TASK DETAILS: Reproduce word for word the part of the Drupal discussion below that begins at the words "Web sockets may" and ends after the words "John_B (not verified)".

EXTRACTED TEXT:
——

Web sockets may not be straightforward to implement in PHP, but we're already trying to work out how we could enable them from Drupal. (If you've done any development with Web Sockets, please share your experience!)

See something you could help with? We'll see you in the issue queues.

SS (not verified)

1 November 2011 - 6:18am

It is high time

John_B (not verified)

1 November 2011 - 8:29am

Interesting post.

But taking a step back, it seems to me Drupal is already suffering from trying to be almost all things to almost all people, with a creep in the direction of being adapted to mid-sized government and corporate sites (and increasingly out of reach for the blogger who wants a bit more than WP, who is also still a target market). So deciding what Drupal is for might be a good idea. Otherwise, every additional bit of sophistication could make it ever more diffuse and difficult to understand.

In State of Drupal, Dries spoke about the challenge of combining ease of use with complexity. Ease of use is already lagging. Once you have complex routing, where you say to users 'switch this bit on if you are storing some of your tables in MongoDB' and 'switch this bit on of you are routing abc requests to Varnish cache depending on conditions xyz', what happens to entry-level users? Look at the d.o. support forum at the guys like the one using Drupal to develop sites on free(!) shared hosting where you cannot even upgrade PHP version, or the guy who posted a critical bug to Varnish module, because no one had explained to him that he needed Varnish on his server: then I wonder, is Drupal is trying to do too many different things? I know this point has been made before, but it just gets more urgent with all these exciting developments. Maybe usability, and definition of what Drupal is for, should be an even higher priority than integrating cutting-edge technology?

Great article.
Drupal is a modern CMS and I had a lot of "there is a module for it" experiences. I dream for a long time of a "web" that is just a large "computer" spreaded out over many real computers or whatever may come.
I'm curious about what drupel will become or which way it'll go to meet the needs of the "no page"-world.

——

DATASET ROWS:
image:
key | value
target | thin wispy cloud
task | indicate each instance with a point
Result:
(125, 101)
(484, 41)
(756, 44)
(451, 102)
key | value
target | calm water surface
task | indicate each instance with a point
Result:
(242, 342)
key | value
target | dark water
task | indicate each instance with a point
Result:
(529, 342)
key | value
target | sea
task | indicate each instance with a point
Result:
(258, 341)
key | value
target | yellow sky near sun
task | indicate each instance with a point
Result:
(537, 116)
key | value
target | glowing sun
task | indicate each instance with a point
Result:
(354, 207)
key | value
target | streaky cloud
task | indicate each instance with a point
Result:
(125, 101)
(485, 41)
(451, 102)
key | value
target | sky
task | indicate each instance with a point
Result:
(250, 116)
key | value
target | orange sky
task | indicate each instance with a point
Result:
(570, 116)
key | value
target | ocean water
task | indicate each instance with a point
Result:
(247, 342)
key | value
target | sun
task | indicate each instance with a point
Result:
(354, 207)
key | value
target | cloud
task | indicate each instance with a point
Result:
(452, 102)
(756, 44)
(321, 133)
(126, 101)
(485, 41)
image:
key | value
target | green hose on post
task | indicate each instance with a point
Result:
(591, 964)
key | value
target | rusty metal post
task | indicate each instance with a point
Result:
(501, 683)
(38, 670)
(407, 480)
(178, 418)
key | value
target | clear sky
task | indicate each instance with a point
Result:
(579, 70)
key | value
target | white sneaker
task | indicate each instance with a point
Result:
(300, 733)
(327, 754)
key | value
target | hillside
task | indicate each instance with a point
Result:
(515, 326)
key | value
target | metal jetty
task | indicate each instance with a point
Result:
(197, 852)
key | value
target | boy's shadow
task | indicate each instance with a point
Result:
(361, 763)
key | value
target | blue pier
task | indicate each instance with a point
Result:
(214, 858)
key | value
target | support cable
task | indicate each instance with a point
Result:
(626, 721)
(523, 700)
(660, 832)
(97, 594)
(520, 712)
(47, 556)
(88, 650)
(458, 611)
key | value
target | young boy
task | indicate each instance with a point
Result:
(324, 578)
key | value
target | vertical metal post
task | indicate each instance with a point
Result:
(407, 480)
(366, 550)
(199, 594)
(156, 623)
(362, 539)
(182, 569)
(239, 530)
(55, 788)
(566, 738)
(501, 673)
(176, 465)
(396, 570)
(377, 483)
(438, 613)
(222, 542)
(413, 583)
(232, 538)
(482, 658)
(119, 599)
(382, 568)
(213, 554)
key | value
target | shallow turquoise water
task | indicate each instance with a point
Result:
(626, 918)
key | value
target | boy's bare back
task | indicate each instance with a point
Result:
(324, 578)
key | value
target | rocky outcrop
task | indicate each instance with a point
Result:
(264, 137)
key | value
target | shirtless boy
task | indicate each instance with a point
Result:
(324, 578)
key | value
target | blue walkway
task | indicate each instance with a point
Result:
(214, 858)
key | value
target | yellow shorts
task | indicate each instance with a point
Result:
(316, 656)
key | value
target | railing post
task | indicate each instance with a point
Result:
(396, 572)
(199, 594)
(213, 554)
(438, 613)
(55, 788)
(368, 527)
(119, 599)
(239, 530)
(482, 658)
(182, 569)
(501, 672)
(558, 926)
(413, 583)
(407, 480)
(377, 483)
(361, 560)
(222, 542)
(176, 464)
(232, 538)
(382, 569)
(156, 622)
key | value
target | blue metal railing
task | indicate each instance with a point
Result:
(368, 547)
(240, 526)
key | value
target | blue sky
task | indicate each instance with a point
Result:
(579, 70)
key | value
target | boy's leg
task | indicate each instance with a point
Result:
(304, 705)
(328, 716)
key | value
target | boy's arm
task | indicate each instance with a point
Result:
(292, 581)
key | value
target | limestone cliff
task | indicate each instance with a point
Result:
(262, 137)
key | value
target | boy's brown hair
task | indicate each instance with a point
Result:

——

RESULT BELOW:
Web sockets may not be straightforward to implement in PHP, but we're already trying to work out how we could enable them from Drupal. (If you've done any development with Web Sockets, please share your experience!)

See something you could help with? We'll see you in the issue queues.

SS (not verified)

1 November 2011 - 6:18am

It is high time

John_B (not verified)